In obigem Tweet verweist der TÜV-Verband auf einen eigenen Artikel zum Thema. Der TÜV sieht Nachbesserungsbedarf und fordert mehr Aufklärung, sowie die Ausstattung der E-Scooter mit Bremslicht und Blinker. Zudem sollten E-Scooter-Fahren einen Helm tragen.

“E-Scooter haben sich in vielen Städten als zusätzliche Option für die Fortbewegung auf kürzeren Strecken etabliert und sind eine sinnvolle Ergänzung zu Auto, Fahrrad sowie Bus und Bahn“, sagte Dr. Joachim Bühler, Geschäftsführer des TÜV-Verbands (VdTÜV). “Die hoch gesteckten Erwartungen an die Elektrotretroller als Teil der Mobilitätswende konnte das neue Fortbewegungsmittel aber bisher noch nicht erfüllen.“

Laut einer repräsentativen Umfrage im Auftrag des TÜV-Verbands vom Jahreswechsel nutzen erst 1,5 Prozent der Bundesbürger/innen an Werktagen regelmäßig einen E-Scooter. Bühler: “Dennoch sind die Elektrotretroller auch in der aktuellen Corona-Lage auf kürzeren Strecken eine gute Alternative zu überfüllten öffentlichen Verkehrsmitteln oder dem Auto.“

Chaos bei Sharing-Anbietern nach dem Start

Insbesondere in den Monaten nach der Einführung herrschte vielerorts Durcheinander: Herumliegende E-Scooter im Stadtbild, alkoholisierte Fahrer:innen zu zweit auf dem Gehweg und Lärm beim Einsammeln der Fahrzeuge. „Seit dem Start der E-Scooter haben alle Beteiligten eine steile Lernkurve hingelegt – Nutzer, Verleiher, Verkehrspolizei und auch die Verantwortlichen vor Ort“, sagte Bühler.

Quellmaterial:
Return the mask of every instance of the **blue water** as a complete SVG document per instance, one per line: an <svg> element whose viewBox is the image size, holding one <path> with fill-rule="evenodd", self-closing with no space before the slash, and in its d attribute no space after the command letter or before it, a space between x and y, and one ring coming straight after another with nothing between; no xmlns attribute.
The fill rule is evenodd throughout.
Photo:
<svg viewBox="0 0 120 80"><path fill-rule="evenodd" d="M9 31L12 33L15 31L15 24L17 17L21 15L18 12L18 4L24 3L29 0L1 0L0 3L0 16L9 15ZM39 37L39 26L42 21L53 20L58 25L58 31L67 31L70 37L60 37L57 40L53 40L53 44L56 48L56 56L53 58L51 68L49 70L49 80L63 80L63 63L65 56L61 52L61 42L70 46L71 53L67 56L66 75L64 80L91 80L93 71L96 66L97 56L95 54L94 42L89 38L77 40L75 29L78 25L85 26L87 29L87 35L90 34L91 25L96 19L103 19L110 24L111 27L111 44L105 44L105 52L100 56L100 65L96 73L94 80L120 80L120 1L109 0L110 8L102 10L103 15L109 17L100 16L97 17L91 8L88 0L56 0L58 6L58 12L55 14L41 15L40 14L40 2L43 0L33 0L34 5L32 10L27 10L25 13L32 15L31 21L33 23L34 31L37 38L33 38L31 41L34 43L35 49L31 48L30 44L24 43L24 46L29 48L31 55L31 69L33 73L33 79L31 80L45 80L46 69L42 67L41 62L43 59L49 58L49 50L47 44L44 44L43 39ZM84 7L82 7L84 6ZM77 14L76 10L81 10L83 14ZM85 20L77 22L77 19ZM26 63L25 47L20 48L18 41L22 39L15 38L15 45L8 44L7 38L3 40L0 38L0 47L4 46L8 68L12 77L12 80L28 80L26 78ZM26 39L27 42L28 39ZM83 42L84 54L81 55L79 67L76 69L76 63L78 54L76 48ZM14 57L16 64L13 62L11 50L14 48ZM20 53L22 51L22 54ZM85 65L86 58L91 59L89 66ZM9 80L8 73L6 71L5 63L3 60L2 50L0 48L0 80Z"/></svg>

Aufgabenstellung: Welche Ausstattung fordert der TÜV laut dem Textauszug über E-Scooter für die Fahrzeuge?

Lösung der Aufgabe: Bremslicht und Blinker.